* PASSAGE PRÉSENTÉ
= = = = =
Trouvé chez Michel Serres, dont la pensée m’enchante, ce texte [1] tiré de son essai Statues :
Ajout section Sollers/Serres
Alors pour tirer du chaos les choses, le forgeron inventa le volcan, fit sa maison de l’Etna, jeta le feu sur la pente comme il fut rejeté du ciel. Cela se refroidit le long de la déclivité, prend des poses et des formes, des cames et des asymétries. Le tronqué ou l’oblique prend de la gîte. Il y a toujours un angle dans le droit ou un décalage du cercle. L’Etna a lui-même un cratère échancré, plus long vers le midi et alors abrupt vers le septentrion. Les cônes se posent sur d’autres cônes, comme Pélion sur Ossa [2], tourbillons visqueux solidifiés.
= = = = =
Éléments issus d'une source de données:
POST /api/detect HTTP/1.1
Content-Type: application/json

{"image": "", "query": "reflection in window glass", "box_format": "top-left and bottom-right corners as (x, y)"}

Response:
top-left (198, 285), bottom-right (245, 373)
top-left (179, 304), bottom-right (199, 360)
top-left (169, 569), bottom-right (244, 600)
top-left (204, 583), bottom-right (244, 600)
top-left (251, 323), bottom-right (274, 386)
= = = = =
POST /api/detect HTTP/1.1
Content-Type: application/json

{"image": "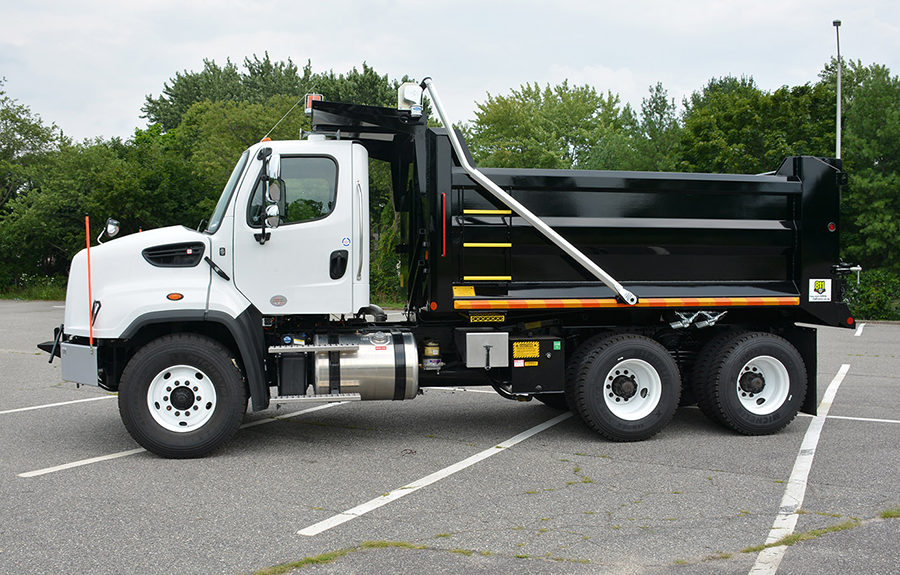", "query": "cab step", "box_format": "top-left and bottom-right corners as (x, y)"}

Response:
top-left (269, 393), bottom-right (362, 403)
= = = = =
* CONSIGNE ÉCRITE
Transcrivez fidèlement, dans le passage sur le forgeron et le volcan présenté plus haut, tout ce qui va de « Trouvé chez Michel » jusqu'à « tourbillons visqueux solidifiés. ».

* RÉPONSE COMPLÈTE
Trouvé chez Michel Serres, dont la pensée m’enchante, ce texte [1] tiré de son essai Statues :
Ajout section Sollers/Serres
Alors pour tirer du chaos les choses, le forgeron inventa le volcan, fit sa maison de l’Etna, jeta le feu sur la pente comme il fut rejeté du ciel. Cela se refroidit le long de la déclivité, prend des poses et des formes, des cames et des asymétries. Le tronqué ou l’oblique prend de la gîte. Il y a toujours un angle dans le droit ou un décalage du cercle. L’Etna a lui-même un cratère échancré, plus long vers le midi et alors abrupt vers le septentrion. Les cônes se posent sur d’autres cônes, comme Pélion sur Ossa [2], tourbillons visqueux solidifiés.